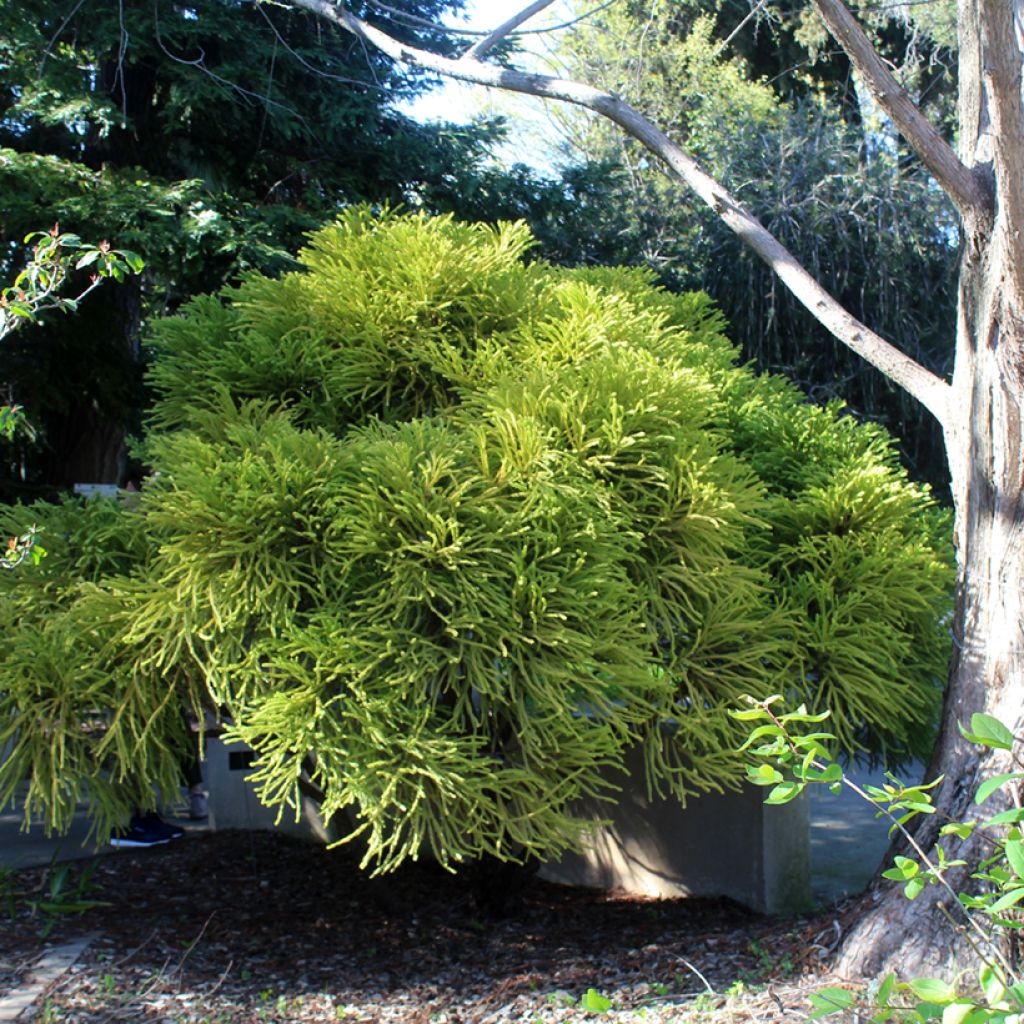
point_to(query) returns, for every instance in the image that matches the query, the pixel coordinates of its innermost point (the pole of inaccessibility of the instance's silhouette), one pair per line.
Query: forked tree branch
(493, 39)
(921, 383)
(967, 192)
(1001, 76)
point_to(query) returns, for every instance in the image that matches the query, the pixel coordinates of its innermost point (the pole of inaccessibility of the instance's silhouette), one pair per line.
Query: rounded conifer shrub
(443, 534)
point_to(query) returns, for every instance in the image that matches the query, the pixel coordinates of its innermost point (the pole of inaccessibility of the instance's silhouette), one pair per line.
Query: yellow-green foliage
(453, 531)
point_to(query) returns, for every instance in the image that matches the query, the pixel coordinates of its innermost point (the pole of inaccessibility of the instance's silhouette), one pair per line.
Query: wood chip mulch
(239, 928)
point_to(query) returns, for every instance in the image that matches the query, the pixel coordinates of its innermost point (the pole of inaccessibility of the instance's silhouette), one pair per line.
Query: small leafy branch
(788, 760)
(59, 894)
(19, 548)
(54, 256)
(37, 290)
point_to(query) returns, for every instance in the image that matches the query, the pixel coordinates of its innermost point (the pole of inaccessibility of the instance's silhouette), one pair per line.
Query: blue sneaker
(139, 834)
(156, 823)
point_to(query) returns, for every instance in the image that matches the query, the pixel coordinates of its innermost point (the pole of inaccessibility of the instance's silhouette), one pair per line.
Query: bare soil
(238, 928)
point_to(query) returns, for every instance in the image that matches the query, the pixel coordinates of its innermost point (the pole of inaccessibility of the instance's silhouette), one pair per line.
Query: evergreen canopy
(449, 531)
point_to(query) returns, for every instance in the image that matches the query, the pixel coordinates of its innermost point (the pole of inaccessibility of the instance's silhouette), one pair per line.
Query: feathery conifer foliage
(443, 532)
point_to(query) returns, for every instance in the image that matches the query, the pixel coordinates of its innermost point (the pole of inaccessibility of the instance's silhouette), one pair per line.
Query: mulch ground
(238, 928)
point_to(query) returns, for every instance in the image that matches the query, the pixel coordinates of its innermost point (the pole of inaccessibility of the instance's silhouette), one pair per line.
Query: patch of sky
(534, 134)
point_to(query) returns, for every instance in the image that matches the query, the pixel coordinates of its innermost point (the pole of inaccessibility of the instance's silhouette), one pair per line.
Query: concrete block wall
(719, 845)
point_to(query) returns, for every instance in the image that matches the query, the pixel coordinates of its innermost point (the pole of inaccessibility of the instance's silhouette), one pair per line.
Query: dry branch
(921, 383)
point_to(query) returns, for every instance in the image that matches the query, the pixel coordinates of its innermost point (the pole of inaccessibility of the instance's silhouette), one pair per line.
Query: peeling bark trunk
(983, 442)
(981, 414)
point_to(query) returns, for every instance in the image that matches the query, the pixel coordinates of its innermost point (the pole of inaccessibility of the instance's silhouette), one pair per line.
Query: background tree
(209, 137)
(830, 182)
(980, 411)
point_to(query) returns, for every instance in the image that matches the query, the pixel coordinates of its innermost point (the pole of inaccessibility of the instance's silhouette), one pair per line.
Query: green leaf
(1010, 817)
(991, 984)
(783, 793)
(134, 261)
(932, 989)
(989, 785)
(956, 1013)
(914, 888)
(886, 989)
(594, 1003)
(1010, 899)
(764, 775)
(904, 869)
(988, 731)
(830, 1000)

### Stated exercise
Every record above should come back exactly, but without its pictures.

### Result of this task
point_to(query) returns, for every instance in the image that matches the query, the pixel coordinates of its innermost point (the pole of inaccessibility of the instance's silhouette), one pair per line.
Query: forked tree branch
(493, 39)
(921, 383)
(967, 192)
(1001, 76)
point_to(query) returns, for every instance in the image that matches the query, the pixel coordinates of its innermost point (the pole of inaccessibility of the instance's silhouette), one pair per line.
Query: rounded conifer shrub
(443, 534)
point_to(query) returns, for every instance in the image that matches the query, the pixel coordinates of its innermost point (the pole of inaccessibility of the instance's silhouette), one pair per line.
Query: yellow-green foliage
(453, 531)
point_to(query) returns, for every instance in the image that matches the query, the pixel coordinates of its innermost point (the pole of inaccessibility of the instance's silhouette), one pair per line.
Query: wood chip mulch
(239, 928)
point_to(query) returns, for every instance in the image that matches the query, the pixel coordinates of its innermost point (the pole of inaccessibility of the instance's silhouette), one pair per line.
Query: small leafy branch
(788, 760)
(59, 894)
(19, 548)
(54, 256)
(37, 290)
point_to(query) returns, for every instance in the image that matches the query, the pixel coordinates of its innermost point (the pole of inaccessibility of the instance's silhouette), one pair per line.
Query: blue sneaker
(139, 834)
(156, 823)
point_to(query) returns, for every instance in the image that matches the query, the pixel coordinates of its innermost point (the pole of inaccessibility of the instance's silhouette), one pair per line.
Query: bare soil
(238, 928)
point_to(query) returns, for every instance in the image that matches the query, the pixel coordinates of its innermost point (the pole of inaccessibility of the instance's silhouette), one pair per line.
Query: evergreen canopy
(449, 531)
point_to(query) returns, for every instance in the image that matches the query, the pixel coordinates of its innermost point (the pole of inaccessibility of the instance's silhouette), one pair per line.
Query: feathery conifer foliage
(443, 532)
point_to(query) returns, for every instance in the image that matches the query, the pixel coordinates of its innermost point (the pole of inaccessibility of the instance's silhouette), one pair per line.
Query: mulch ground
(238, 928)
point_to(query) returns, for every instance in the image that matches the query, the pixel coordinates of its innermost point (the pole of inaccessibility of the instance's silhouette), one pair per line.
Query: patch of sky
(534, 134)
point_to(query) returns, for every instance in the image that matches the query, the pixel coordinates of its innermost point (the pole of inaccessibility of the instance's silhouette), one pair per line.
Query: concrete block wall
(719, 845)
point_to(query) returns, for every instance in the image that matches the query, the pixel coordinates of its innermost point (the pole of inaccessibility of the instance's silhouette), one pair per line.
Query: dry branch
(921, 383)
point_to(query) returns, for every instance in the image that matches the query, the pixel coordinates of its innermost point (the pole of inaccessibility of the instance's silhouette), one pair per line.
Query: peeling bark trunk
(983, 442)
(981, 414)
point_to(query) returns, for every instance in the image that matches the query, the pixel coordinates of its innermost point (the pole of inaccessibility of the instance's silhouette), one pair per line.
Query: background tree
(209, 137)
(830, 182)
(980, 411)
point_to(query) returns, for every instance in the image that matches the query, the pixel coordinates of its innermost point (the pole of inaccessibility of the instance's silhouette), one pair per line.
Query: green leaf
(1010, 817)
(991, 984)
(783, 793)
(134, 261)
(932, 989)
(989, 785)
(956, 1013)
(914, 888)
(886, 989)
(594, 1003)
(1010, 899)
(764, 775)
(904, 869)
(988, 731)
(830, 1000)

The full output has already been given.